Short problem A | Print the section of the article on Hatch Mott MacDonald starting at "Hatch Mott MacDonald (HMM)" and ending at "opportunities in North America.".

Extract to read |
────────────────────────────────────────

Hatch Mott MacDonald
- Type: Private
- Industry: Engineering, infrastructure, design
- Founded: 1996
- Headquarters: 111 Wood Avenue South, Iselin, New Jersey
- Key people: Nicholas M. DeNichilo
- Number of employees: 2,500
- Parent: Hatch Ltd and Mott MacDonald
- Website: web.archive.org/web/20160304192707/http://www.hatchmott.com/

= Hatch Mott MacDonald =

Hatch Mott MacDonald (HMM) was a consulting engineering firm serving public and private clients in North America. HMM's capabilities included planning, project development, studies and analysis, design, procurement, and construction engineering and inspection. HMM also provided project, program and construction management as well as facility maintenance and operations. The partnered companies separated in 2016.

== History ==
Hatch Mott MacDonald was founded in 1996 by its parent companies, Hatch Ltd and Mott MacDonald. HMM was intended to take advantage of engineering opportunities in North America.

HMM originally provided the bulk of its services in transportation, including the design of tunnels, rail systems, bridges, highways, and airport infrastructure. In 2001, Hatch Mott MacDonald acquired Killam Associates, a New Jersey–based water, wastewater, and environmental services company. HMM has continued to follow a strategy of organic growth coupled with strategic acquisitions.

As of 2013, Engineering News-Record ranked HMM number 36 among its "Top 500 Design Firms in the United States." Highways and bridges, oil and gas pipelines, rail and transit, tunneling, and water and wastewater services are among the largest contributors to revenue.

────────────────────────────────────────

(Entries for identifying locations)
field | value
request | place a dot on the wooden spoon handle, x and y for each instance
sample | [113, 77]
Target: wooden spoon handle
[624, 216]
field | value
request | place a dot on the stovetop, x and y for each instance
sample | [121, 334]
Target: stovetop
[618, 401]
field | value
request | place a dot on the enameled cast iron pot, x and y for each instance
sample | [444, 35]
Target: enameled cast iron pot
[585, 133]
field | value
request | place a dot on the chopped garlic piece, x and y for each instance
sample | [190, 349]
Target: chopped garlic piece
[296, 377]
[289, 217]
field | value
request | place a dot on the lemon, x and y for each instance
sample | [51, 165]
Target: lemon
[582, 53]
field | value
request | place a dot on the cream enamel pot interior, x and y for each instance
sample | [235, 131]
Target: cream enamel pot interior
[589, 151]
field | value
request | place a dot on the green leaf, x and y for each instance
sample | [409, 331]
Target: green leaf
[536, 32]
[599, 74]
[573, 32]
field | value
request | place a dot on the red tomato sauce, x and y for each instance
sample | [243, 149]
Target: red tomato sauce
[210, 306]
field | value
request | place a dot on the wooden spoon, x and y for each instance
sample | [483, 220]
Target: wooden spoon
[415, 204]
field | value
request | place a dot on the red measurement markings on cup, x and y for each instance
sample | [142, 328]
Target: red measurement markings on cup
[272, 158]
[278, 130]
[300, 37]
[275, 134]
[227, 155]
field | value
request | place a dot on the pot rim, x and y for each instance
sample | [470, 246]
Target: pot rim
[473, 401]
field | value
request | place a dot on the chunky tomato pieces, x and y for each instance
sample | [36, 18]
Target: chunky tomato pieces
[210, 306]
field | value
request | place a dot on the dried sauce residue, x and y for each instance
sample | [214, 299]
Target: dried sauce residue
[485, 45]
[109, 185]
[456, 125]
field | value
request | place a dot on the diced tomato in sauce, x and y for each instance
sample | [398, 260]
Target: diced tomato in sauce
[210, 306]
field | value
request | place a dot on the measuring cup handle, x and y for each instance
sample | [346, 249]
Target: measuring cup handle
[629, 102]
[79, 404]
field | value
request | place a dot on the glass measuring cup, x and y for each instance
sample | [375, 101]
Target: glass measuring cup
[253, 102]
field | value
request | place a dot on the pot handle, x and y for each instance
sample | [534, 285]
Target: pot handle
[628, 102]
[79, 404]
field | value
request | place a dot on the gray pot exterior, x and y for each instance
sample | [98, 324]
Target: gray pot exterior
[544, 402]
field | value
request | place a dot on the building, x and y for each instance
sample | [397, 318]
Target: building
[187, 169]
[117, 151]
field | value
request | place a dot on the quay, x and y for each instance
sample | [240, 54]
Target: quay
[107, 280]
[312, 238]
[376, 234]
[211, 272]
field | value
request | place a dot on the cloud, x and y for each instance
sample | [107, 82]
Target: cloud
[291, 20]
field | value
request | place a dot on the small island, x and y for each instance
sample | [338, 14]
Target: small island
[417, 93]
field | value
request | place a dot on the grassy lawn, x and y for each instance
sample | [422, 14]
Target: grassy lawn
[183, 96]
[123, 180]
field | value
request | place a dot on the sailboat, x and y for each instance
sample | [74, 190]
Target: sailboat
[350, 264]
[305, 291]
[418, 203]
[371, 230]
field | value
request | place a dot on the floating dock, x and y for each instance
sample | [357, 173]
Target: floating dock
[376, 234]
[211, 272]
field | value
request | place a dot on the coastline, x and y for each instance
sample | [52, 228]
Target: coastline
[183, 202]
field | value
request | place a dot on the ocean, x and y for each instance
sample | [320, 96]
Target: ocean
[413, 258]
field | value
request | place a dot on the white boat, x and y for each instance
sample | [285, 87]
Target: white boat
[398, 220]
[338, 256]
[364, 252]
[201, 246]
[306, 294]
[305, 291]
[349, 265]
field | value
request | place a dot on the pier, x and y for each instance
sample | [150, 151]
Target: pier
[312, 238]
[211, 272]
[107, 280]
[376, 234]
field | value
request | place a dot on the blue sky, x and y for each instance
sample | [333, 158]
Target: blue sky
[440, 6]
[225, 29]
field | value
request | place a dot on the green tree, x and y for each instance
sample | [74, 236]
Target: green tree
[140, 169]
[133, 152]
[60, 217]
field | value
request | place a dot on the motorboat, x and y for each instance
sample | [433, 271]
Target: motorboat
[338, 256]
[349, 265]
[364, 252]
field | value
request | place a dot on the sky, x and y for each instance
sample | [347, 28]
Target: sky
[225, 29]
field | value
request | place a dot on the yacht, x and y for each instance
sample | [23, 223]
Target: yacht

────────────────────────────────────────

Short problem B | List each line of the entries that contains the word "iron".

Correct response A |
Hatch Mott MacDonald (HMM) was a consulting engineering firm serving public and private clients in North America. HMM's capabilities included planning, project development, studies and analysis, design, procurement, and construction engineering and inspection. HMM also provided project, program and construction management as well as facility maintenance and operations. The partnered companies separated in 2016.

== History ==
Hatch Mott MacDonald was founded in 1996 by its parent companies, Hatch Ltd and Mott MacDonald. HMM was intended to take advantage of engineering opportunities in North America.

Correct response B |
request | place a dot on the enameled cast iron pot, x and y for each instance
Target: enameled cast iron pot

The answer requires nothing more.